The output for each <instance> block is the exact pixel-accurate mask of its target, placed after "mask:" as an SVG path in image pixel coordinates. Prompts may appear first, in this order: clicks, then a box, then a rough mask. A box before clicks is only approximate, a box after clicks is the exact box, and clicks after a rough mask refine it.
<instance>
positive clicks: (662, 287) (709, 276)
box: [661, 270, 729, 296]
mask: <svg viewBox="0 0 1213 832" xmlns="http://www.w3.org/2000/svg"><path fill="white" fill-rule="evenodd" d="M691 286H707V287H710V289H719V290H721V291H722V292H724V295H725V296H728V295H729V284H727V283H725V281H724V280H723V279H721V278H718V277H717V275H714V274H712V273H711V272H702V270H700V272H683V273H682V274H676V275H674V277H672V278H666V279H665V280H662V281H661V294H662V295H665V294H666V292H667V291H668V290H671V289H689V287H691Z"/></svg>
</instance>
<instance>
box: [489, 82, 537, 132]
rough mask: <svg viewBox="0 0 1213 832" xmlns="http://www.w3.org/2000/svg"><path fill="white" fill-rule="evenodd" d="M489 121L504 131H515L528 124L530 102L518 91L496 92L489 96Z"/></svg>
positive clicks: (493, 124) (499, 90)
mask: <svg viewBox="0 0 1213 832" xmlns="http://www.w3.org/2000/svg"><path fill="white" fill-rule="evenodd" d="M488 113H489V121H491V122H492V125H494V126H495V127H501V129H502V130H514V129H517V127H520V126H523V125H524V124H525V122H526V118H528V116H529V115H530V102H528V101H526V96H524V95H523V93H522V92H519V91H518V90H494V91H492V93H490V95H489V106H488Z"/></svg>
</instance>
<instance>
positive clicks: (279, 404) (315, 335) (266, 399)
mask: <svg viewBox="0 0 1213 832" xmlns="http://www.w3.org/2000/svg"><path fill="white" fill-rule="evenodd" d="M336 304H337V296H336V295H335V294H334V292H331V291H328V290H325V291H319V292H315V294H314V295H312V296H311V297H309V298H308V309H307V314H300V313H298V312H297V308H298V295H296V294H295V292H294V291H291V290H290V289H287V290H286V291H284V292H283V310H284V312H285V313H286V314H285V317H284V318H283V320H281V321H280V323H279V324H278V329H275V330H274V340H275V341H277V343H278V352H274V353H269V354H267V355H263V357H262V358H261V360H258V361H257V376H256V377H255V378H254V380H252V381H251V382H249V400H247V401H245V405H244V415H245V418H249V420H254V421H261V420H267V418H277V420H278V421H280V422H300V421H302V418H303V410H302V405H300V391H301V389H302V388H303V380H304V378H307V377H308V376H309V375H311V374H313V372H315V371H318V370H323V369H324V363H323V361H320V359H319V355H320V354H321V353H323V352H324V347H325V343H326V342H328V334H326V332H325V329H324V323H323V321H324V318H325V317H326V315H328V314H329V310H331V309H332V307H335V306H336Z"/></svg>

- - -

Exact copies of all the records are to be printed.

The output for each <instance> block is the exact pixel-accurate mask of its target, placed after "mask:" as an SVG path in image pixel coordinates. Prompts may appear first, in this order: clicks, then a box, then a rough mask. A box before clicks is only approximate, a box after clicks is the exact box, and clicks after a rough mask refine it.
<instance>
positive clicks: (662, 287) (709, 276)
box: [661, 270, 729, 296]
mask: <svg viewBox="0 0 1213 832" xmlns="http://www.w3.org/2000/svg"><path fill="white" fill-rule="evenodd" d="M691 286H707V287H710V289H719V290H721V291H722V292H724V295H725V296H728V295H729V284H727V283H725V281H724V280H723V279H721V278H718V277H717V275H714V274H712V273H711V272H702V270H700V272H683V273H682V274H676V275H674V277H672V278H666V279H665V280H662V281H661V294H662V295H665V294H666V292H667V291H668V290H671V289H689V287H691Z"/></svg>
</instance>
<instance>
box: [489, 82, 537, 132]
rough mask: <svg viewBox="0 0 1213 832" xmlns="http://www.w3.org/2000/svg"><path fill="white" fill-rule="evenodd" d="M489 121L504 131H515L528 124L530 102L518 91L496 92L489 96Z"/></svg>
positive clicks: (493, 124) (499, 90)
mask: <svg viewBox="0 0 1213 832" xmlns="http://www.w3.org/2000/svg"><path fill="white" fill-rule="evenodd" d="M488 113H489V121H491V122H492V125H494V126H495V127H501V129H502V130H514V129H517V127H520V126H523V125H524V124H525V122H526V118H528V116H529V115H530V102H528V101H526V96H524V95H523V93H522V92H519V91H518V90H494V91H492V93H490V95H489V106H488Z"/></svg>
</instance>
<instance>
positive clicks: (279, 404) (315, 335) (266, 399)
mask: <svg viewBox="0 0 1213 832" xmlns="http://www.w3.org/2000/svg"><path fill="white" fill-rule="evenodd" d="M336 304H337V296H336V295H335V294H334V292H331V291H328V290H325V291H319V292H315V294H314V295H312V296H311V297H309V298H308V309H307V314H300V313H298V312H297V308H298V295H296V294H295V292H294V291H291V290H290V289H287V290H286V291H284V292H283V310H284V312H285V313H286V314H285V317H284V318H283V320H281V321H280V323H279V324H278V329H275V330H274V340H275V341H277V343H278V352H274V353H269V354H267V355H263V357H262V358H261V360H258V361H257V376H256V377H255V378H254V380H252V381H251V382H249V400H247V401H245V405H244V415H245V418H249V420H254V421H261V420H267V418H277V420H278V421H280V422H300V421H302V418H303V410H302V405H300V391H301V389H302V388H303V380H304V378H307V377H308V376H309V375H311V374H313V372H315V371H318V370H323V369H324V363H323V361H320V359H319V355H320V354H321V353H323V352H324V347H325V343H326V342H328V334H326V332H325V329H324V323H323V321H324V318H325V317H326V315H328V314H329V310H331V309H332V307H335V306H336Z"/></svg>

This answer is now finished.